§ **Instructions for the task**
Reproduce each of the entries below word for word, keeping every line unchanged.

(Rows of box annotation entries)
* BEGIN *
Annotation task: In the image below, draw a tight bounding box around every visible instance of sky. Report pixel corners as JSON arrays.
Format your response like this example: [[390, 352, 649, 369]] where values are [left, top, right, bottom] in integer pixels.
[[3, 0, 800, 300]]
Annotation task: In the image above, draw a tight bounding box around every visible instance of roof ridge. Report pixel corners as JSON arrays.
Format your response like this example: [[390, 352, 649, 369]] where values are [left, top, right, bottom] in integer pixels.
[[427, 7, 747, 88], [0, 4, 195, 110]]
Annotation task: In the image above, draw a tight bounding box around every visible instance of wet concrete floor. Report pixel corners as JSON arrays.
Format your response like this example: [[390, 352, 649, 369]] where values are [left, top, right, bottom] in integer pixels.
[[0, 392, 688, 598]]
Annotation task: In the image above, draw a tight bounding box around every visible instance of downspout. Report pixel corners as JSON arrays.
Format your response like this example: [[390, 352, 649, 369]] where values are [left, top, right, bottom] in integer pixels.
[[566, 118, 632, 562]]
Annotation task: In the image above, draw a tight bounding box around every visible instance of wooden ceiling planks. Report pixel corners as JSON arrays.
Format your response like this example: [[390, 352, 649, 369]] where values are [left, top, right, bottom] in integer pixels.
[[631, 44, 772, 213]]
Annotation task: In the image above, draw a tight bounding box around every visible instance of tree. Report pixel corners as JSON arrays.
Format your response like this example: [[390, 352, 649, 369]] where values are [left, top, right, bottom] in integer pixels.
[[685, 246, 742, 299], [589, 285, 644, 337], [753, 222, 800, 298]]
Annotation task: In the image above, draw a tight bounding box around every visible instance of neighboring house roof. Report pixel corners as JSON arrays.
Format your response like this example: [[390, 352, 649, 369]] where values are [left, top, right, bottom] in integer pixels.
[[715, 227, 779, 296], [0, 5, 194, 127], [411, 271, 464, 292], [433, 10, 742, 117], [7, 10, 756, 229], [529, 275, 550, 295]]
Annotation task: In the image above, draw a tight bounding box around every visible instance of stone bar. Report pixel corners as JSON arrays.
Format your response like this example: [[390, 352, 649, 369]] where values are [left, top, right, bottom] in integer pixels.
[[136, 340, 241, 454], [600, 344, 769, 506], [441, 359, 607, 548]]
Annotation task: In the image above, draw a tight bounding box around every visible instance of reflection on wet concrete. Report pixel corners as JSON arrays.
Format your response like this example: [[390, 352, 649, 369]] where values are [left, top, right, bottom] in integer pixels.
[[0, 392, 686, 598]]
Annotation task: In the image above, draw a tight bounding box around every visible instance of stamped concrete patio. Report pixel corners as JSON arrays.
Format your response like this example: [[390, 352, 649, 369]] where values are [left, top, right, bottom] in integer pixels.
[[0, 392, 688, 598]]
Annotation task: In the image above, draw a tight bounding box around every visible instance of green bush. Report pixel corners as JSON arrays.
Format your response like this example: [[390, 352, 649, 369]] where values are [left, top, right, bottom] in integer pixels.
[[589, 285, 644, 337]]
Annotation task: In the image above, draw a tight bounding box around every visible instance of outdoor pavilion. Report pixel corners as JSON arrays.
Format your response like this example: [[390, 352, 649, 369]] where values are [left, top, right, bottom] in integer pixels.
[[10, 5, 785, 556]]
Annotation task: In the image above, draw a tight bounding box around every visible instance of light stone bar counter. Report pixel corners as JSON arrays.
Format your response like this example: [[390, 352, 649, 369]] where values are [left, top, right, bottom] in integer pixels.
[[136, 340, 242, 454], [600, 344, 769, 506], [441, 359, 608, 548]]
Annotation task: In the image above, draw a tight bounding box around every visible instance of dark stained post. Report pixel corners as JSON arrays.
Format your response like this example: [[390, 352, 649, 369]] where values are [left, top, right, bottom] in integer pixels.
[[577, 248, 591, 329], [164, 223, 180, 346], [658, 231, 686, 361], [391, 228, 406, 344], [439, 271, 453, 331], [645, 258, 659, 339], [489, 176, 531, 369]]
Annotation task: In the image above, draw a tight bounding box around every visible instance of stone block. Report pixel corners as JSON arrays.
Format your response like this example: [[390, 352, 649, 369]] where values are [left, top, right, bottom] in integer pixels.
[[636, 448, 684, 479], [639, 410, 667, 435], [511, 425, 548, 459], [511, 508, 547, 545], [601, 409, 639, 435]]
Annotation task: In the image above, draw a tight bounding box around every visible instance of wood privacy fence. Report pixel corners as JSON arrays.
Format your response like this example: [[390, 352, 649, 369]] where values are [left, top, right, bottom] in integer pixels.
* END *
§ **Written response**
Annotation task: In the image below, draw a tight bounding box around every visible instance of sky. Report pixel corners as JSON arrays.
Format your response like this example: [[390, 352, 649, 369]] where values are [left, top, right, bottom] in integer pixels.
[[3, 0, 800, 300]]
Annotation task: In the image above, draw a tight bounding box around every visible instance of roof ridge. Report pixel corners as JSON arrays.
Format your response like this example: [[390, 352, 649, 369]] where values are [left, top, right, bottom] in integer pixels.
[[427, 7, 747, 88], [0, 4, 195, 110]]
Annotation task: In the image above, draw a tight bounding box around every visible instance of wet concrete floor. Report pixel corners as JSON arrays.
Format your response like this example: [[390, 352, 649, 369]] where values are [left, top, right, bottom] in integer pixels.
[[0, 392, 688, 598]]
Annotation task: In the image above, draw a tight bounding box around every visible instance of downspout. Report pixel corners as JSON arrays.
Format your response like this example: [[390, 352, 649, 369]] where values are [left, top, right, bottom] in integer pixels.
[[566, 118, 632, 562]]
Annotation task: In the image above, draw a tight bounding box around every visible instance of wooden ceiling planks. Report pixel corners as JSON arrays.
Format your response like this example: [[390, 352, 649, 369]] where values are [left, top, right, bottom] in integer pixels.
[[631, 44, 772, 213]]
Annotation task: In the image above, draw a tight bounding box around every visible instance of tree. Report pixel corners as JSON arrays.
Format your response like this example: [[390, 352, 649, 369]] where values are [left, top, right, bottom] in integer pixels.
[[685, 246, 742, 299], [589, 285, 644, 337], [753, 222, 800, 298]]
Annotation task: In the image above, draw a tight bounding box around every visible instance of neighboring house roof. Report pixel corners as JSON arrays.
Format your response like this example: [[390, 352, 649, 369]] where values are [left, top, right, bottom] in integer pixels.
[[715, 227, 779, 296], [0, 5, 194, 127], [411, 271, 464, 292], [433, 10, 742, 117], [7, 10, 756, 229], [529, 275, 550, 295]]
Annotation task: In the image above, draw a tight bounding box around every visible instance of stone bar. Report pixel corners as JSON arrays.
Format your response like this example: [[390, 352, 649, 369]] where values are [left, top, right, bottom] in integer pixels.
[[136, 340, 241, 454], [600, 344, 769, 506], [441, 359, 607, 548]]
Annotation task: In the image above, draw a tight bounding box around every visible instance of reflection on wet concrete. Report pixel corners as JSON arrays.
Format your response like this example: [[390, 352, 649, 369]] where values are [left, top, right, bottom] in integer pixels.
[[0, 392, 686, 598]]
Annotation task: In the image above, draw a tight bounding box around every visible instance of stamped concrete patio. Report pixel corners as JSON arrays.
Format your response like this example: [[390, 352, 649, 369]] where values are [left, top, right, bottom] in integer pixels.
[[0, 392, 688, 598]]
Annotation task: In the image above, draw a tight bounding box around every visible instance of green bush. Report pixel corners as JSON arrays.
Format your response like this example: [[390, 352, 649, 369]] where values are [left, top, right, bottom] in integer pixels.
[[589, 285, 644, 337]]
Annotation task: In the image above, draw a tight bounding box around every visible instance of outdoor pavilion. Report pixel corners as JSON arrays.
Format your response like this example: [[390, 352, 649, 369]] where values are [left, top, right, bottom] in integer pixels.
[[10, 5, 785, 556]]
Annotation task: In the image above, draw a tight bounding box around every visible instance of light stone bar counter. Report pixel corners as JSON arrays.
Format your response like this example: [[390, 352, 649, 369]] where values are [left, top, right, bottom] in integer pixels.
[[136, 340, 242, 454], [600, 344, 769, 506], [441, 359, 608, 548]]
Annotation task: In the image above, draw a tight bounding box around every visible instance of dark stained post. Report pixel corners as JSON arrays.
Format your response like this example: [[390, 352, 649, 369]] where values are [left, top, right, bottom] in integer pixels.
[[577, 248, 591, 329], [164, 223, 180, 346], [658, 231, 686, 361], [391, 228, 406, 344], [439, 271, 453, 331], [645, 258, 659, 339], [489, 176, 531, 369]]
Annotation task: In the image above, draw a tight bounding box around every visible instance of stone block. Report pixel corners as JSON arrays.
Format your response like this example: [[390, 352, 649, 369]] where values are [left, top, right, bottom] in integer pixels.
[[636, 448, 684, 479], [639, 410, 667, 435], [511, 425, 548, 459], [511, 508, 547, 545], [601, 409, 639, 435]]
Annotation task: In the image above, draw a tight bounding box around every visible instance of wood privacy fence. Report pixel corners as JSON arrays.
Format your response like this example: [[390, 352, 649, 369]] where values are [left, top, right, bottom] in integer pixels.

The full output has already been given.